Keto Almond-Pumpkin Pancakes

DifficultyDifficult
Yield6 servings
Prep5 mins
Cook10 mins

3.8g

Net Carbs

23.7g

Protein

7.1g

Fat

1.6g

Fiber

180

Calories

Keto Almond-Pumpkin Pancakes

Ingredients:

  • 1/4 cup Whole Grain Soy Flour
  • 4 large Eggs (Whole)
  • 1 teaspoon Baking Powder (Sodium Aluminum Sulfate, Double Acting)
  • 1/2 teaspoon Pumpkin Pie Spice
  • 1/4 cup Large or Small Curd Creamed Cottage Cheese
  • 1/2 cup Pumpkin (Without Salt, Canned)
  • 4 ounces Vanilla Whey Protein
  • 1/4 cup Blanched Almond Flour

Directions:

Be sure to use canned pumpkin purée, not pumpkin pie mix (which has added sugar), to make these pancakes. Serve with sugar-free pancake syrup or almond butter.

-*-

▶ _WORK TO COMPLETE_:
Continue the almond-pumpkin pancake recipe from its last sentence.

-*-

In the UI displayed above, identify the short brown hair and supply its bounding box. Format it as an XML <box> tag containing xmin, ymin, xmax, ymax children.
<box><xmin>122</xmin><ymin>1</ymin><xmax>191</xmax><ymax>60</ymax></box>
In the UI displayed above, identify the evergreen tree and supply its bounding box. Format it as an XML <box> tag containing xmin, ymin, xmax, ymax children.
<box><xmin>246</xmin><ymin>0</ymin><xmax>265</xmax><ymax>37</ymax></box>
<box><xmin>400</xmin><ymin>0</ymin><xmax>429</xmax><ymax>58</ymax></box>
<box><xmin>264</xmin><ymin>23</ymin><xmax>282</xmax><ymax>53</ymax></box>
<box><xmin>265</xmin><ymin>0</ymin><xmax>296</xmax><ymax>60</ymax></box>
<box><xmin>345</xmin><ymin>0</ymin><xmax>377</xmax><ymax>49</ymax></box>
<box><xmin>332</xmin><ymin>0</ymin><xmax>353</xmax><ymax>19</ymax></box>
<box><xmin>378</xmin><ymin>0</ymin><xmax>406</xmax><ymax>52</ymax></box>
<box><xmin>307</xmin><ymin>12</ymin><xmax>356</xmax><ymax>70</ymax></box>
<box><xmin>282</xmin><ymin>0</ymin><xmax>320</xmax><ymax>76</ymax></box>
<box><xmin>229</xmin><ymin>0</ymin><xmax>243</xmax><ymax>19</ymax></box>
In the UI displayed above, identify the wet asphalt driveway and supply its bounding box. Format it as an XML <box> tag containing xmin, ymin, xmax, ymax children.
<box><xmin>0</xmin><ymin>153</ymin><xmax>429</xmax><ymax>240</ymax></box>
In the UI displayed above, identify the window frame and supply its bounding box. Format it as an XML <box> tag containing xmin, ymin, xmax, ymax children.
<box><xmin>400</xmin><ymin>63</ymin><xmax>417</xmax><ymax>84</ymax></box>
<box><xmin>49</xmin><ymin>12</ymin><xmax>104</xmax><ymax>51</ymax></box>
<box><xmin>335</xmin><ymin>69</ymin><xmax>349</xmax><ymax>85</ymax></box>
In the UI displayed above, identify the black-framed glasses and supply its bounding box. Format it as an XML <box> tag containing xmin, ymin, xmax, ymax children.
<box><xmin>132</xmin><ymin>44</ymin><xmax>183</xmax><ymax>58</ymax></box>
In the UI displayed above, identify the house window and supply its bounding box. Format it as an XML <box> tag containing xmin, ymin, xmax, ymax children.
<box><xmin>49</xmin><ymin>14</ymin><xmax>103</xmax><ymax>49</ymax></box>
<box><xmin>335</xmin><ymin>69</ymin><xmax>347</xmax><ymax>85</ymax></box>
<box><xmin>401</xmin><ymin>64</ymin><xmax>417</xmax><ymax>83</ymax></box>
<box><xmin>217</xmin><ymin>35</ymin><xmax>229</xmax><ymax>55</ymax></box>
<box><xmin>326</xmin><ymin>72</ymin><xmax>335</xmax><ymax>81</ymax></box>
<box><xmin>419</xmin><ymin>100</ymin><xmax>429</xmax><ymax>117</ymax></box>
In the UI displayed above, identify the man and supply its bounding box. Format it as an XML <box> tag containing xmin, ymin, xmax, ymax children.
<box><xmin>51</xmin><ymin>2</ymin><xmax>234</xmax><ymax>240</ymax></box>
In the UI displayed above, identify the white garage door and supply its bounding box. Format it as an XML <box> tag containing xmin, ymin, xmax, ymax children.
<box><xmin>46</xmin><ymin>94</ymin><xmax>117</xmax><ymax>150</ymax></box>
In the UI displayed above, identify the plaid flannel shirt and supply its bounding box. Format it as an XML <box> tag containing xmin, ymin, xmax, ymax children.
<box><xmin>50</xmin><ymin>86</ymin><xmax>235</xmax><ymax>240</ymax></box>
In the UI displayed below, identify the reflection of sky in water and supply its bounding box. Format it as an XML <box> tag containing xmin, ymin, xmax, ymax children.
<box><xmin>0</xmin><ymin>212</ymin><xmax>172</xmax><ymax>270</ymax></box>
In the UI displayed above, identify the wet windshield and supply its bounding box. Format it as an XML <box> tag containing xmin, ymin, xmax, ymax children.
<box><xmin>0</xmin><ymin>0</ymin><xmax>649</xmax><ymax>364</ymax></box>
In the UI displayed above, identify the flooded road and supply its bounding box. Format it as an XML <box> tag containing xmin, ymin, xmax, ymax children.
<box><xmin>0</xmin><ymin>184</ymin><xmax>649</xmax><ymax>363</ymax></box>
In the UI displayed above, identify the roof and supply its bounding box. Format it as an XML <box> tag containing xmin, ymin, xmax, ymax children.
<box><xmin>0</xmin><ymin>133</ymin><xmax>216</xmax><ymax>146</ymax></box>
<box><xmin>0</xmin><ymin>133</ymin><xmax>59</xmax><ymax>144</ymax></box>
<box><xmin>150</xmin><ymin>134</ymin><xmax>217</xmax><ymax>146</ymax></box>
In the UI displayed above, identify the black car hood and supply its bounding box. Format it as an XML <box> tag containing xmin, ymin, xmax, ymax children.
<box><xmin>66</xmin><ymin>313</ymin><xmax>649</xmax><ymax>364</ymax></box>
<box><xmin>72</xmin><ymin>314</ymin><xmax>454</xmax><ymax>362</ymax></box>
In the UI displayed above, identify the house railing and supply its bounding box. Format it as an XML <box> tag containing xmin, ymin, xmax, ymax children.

-*-

▶ _TASK OUTPUT_:
  1. Mix the protein powder, almond meal, soy flour, baking powder and pumpkin pie spice mix in a medium mixing bowl. Stir in the beaten eggs, cottage cheese and pumpkin purée until blended.
  2. Heat a large nonstick skillet or griddle over medium heat. Lightly grease skillet with butter or canola oil.
  3. Using about 1/4 cup per pancake, drop batter onto the skillet. When bubbles begin to form in the middle of the pancakes, turn and cook another 2 minutes or until firm.
  4. Repeat, keeping pancakes warm in the oven before serving.